● **QUOTED PASSAGE**:
★ ★ ★ ★ ★ ★ ★

# Corn Salad



## wooleybooger (Feb 23, 2019)

Yes it is good. I often add black beans also. This isn't mine. Gad I never realized there were actual recipes on the internet for this stuff. This one even has jicama in it. Yum.

https://www.foodnetwork.com/recipes...ack-bean-corn-and-tomato-salad-recipe-1920556


----------



## Startingover (Apr 18, 2012)

This is what I’m making when I get fresh corn.


----------



## Two Knots (Nov 12, 2011)

Yes, avocado would be a great addition.


----------



## wooleybooger (Feb 23, 2019)

Stolen from the inner web. :devil3:

Duckin' and runnin'.


----------



## Colbyt (Jan 27, 2014)

I must confess this looks interesting and something I never thought of.


----------



## Startingover (Apr 18, 2012)

The recipe I copied had EVOO and lime juice. I like idea of black beans too.


----------



## Nik333 (Mar 1, 2015)

There's a similar recipe called Maque Choux. French Creole. It has your beloved peppers.:smile:
"Onions and peppers are cooked down in butter, then garlic, corn, tomatoes, and a generous splash heavy cream are added and the mixture is reduced until the sauce is thick. It’s so easy, and SO delicious!
Now, I’ve seen it with and without tomatoes. Some folks add in bacon; others throw some celery in. I’ve had it where it tastes so sweet it was almost like dessert and then had it so spicy I could barely eat it." 



https://southernbite.com/easy-corn-maque-choux/


----------



## wooleybooger (Feb 23, 2019)

I've made the Paul Prudhomme family recipe for Corn Maque Choux once. As I recall it was quite different from what you posted Nik. Seems like it had eggs in it. Doesn't matter it is a regional preparation and there are probably a couple hundred versions of it. The recipe you posted looks good, I'll have to try it.


----------



## Nik333 (Mar 1, 2015)

wooleybooger said:


> I've made the Paul Prudhomme family recipe for Corn Maque Choux once. As I recall it was quite different from what you posted Nik. Seems like it had eggs in it. Doesn't matter it is a regional preparation and there are probably a couple hundred versions of it. The recipe you posted looks good, I'll have to try it.



I haven't made it, it just looked familiar & I know it's not Succotash, so I looked it up.


I'm always curious about origins. I think a lot of flavors are liked world-wide, they just have different names.

★ ★ ★ ★ ★ ★ ★

● **DATA**:
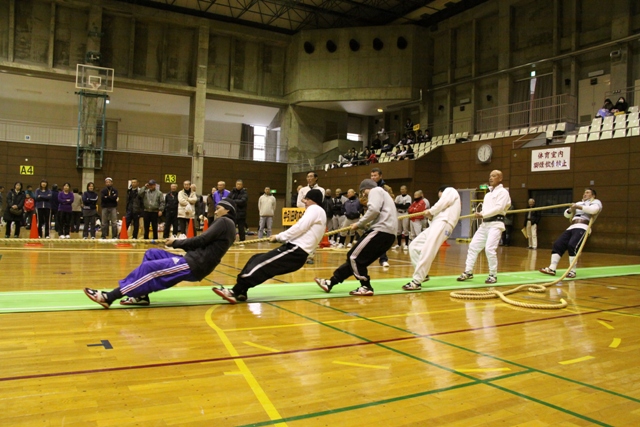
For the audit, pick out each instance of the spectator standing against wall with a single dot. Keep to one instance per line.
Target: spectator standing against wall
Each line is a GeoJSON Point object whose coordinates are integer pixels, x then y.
{"type": "Point", "coordinates": [76, 211]}
{"type": "Point", "coordinates": [134, 208]}
{"type": "Point", "coordinates": [65, 206]}
{"type": "Point", "coordinates": [218, 193]}
{"type": "Point", "coordinates": [186, 207]}
{"type": "Point", "coordinates": [109, 204]}
{"type": "Point", "coordinates": [267, 209]}
{"type": "Point", "coordinates": [240, 196]}
{"type": "Point", "coordinates": [43, 208]}
{"type": "Point", "coordinates": [171, 212]}
{"type": "Point", "coordinates": [153, 205]}
{"type": "Point", "coordinates": [89, 211]}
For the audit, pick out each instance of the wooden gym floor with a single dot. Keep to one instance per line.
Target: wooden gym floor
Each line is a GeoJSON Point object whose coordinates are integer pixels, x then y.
{"type": "Point", "coordinates": [411, 359]}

★ ★ ★ ★ ★ ★ ★

● **TASK PROMPT**: Can you repeat the corn salad thread from "The recipe I" to "and SO delicious!", replacing "butter" with "olive oil"? The records have no connection to the corn salad thread.

● **FINISHED ANSWER**:
The recipe I copied had EVOO and lime juice. I like idea of black beans too.


----------



## Nik333 (Mar 1, 2015)

There's a similar recipe called Maque Choux. French Creole. It has your beloved peppers.:smile:
"Onions and peppers are cooked down in olive oil, then garlic, corn, tomatoes, and a generous splash heavy cream are added and the mixture is reduced until the sauce is thick. It’s so easy, and SO delicious!